▶ **Written instruction A**
Return the portion of the bad-faith survey passage below from "Attorneys routinely claim" to "negotiation or mediation.", copied word for word.

-- BEGIN Page extract --

Mediation and Negotiation "Bad Faith" from Our Justice Survey

Attorneys routinely claim that their negotiating partners are acting in "bad faith." But what does that mean?
In our recent Negotiation and Justice Survey, we asked our attorney, negotiator and mediator respondents (78 of them) to define bad faith in negotiations. Having no authority to settle, refusing to listen to the other side, and failing to bring the decision makers to the negotiation are the most commonly cited instances of "bad faith" tactics in negotiation or mediation.

-- END Page extract --
-- BEGIN Dataset content --

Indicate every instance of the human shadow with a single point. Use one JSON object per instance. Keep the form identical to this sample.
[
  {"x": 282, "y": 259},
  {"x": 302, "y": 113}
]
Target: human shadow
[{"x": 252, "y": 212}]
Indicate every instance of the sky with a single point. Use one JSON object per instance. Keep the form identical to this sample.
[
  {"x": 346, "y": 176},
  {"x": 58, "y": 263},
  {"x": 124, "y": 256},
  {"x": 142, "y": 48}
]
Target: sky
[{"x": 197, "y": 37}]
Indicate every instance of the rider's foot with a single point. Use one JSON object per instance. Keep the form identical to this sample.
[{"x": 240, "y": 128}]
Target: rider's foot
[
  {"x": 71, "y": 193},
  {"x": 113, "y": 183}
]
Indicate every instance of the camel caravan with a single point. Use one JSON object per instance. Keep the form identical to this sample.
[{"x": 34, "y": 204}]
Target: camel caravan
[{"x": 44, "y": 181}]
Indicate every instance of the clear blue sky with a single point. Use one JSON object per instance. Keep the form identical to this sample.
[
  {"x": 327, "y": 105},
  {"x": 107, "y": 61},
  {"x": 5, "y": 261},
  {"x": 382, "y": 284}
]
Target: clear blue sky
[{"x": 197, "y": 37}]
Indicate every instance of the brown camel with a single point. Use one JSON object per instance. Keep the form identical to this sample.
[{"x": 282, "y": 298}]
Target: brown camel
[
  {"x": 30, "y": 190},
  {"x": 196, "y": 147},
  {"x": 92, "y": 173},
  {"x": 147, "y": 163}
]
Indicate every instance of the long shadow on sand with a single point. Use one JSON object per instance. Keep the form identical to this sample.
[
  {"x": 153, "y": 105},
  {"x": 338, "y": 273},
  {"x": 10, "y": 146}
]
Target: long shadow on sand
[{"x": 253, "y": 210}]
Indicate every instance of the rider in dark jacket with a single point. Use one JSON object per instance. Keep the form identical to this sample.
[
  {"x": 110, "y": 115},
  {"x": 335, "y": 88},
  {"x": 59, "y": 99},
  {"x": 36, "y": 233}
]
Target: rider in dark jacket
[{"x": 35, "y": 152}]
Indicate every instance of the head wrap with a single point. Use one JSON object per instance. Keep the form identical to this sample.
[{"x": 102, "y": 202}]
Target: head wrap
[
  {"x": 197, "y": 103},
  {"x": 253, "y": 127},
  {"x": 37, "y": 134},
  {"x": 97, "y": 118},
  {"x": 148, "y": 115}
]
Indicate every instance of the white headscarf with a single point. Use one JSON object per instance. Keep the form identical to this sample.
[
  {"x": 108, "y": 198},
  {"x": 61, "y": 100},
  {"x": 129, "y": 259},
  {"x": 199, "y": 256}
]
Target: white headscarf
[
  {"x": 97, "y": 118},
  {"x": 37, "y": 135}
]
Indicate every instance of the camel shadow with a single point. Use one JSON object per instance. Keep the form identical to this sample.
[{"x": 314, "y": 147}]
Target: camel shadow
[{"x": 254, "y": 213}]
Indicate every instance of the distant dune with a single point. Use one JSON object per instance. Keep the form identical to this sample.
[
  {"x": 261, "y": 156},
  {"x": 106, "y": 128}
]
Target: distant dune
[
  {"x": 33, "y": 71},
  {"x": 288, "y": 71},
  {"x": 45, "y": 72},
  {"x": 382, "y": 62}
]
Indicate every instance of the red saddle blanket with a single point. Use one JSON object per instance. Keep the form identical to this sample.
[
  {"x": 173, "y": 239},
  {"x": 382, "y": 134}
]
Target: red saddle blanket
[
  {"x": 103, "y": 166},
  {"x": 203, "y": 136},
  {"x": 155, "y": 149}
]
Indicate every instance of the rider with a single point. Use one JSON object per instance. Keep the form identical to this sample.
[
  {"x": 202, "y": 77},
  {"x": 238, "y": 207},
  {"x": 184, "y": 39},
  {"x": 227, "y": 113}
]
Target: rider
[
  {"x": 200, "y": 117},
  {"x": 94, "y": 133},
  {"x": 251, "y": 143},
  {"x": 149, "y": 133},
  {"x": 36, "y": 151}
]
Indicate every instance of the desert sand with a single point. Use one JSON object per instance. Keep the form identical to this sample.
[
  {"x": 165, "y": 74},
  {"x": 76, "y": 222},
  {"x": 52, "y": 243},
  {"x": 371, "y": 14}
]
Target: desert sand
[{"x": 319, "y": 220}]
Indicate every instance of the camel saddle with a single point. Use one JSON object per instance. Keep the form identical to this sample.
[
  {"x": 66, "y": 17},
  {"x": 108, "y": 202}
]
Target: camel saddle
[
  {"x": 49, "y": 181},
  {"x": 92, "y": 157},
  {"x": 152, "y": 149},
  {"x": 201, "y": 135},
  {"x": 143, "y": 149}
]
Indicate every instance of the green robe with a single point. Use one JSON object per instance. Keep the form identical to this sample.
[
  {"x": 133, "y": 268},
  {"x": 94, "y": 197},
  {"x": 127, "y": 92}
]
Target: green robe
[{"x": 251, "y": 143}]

-- END Dataset content --

▶ **Written instruction B**
Report each line of the entries above that contains the string "jacket", matching case exactly.

▶ **Task result A**
Attorneys routinely claim that their negotiating partners are acting in "bad faith." But what does that mean?
In our recent Negotiation and Justice Survey, we asked our attorney, negotiator and mediator respondents (78 of them) to define bad faith in negotiations. Having no authority to settle, refusing to listen to the other side, and failing to bring the decision makers to the negotiation are the most commonly cited instances of "bad faith" tactics in negotiation or mediation.

▶ **Task result B**
Indicate every instance of the rider in dark jacket with a single point. Use one JSON object per instance. Keep the form identical to this sample.
Target: rider in dark jacket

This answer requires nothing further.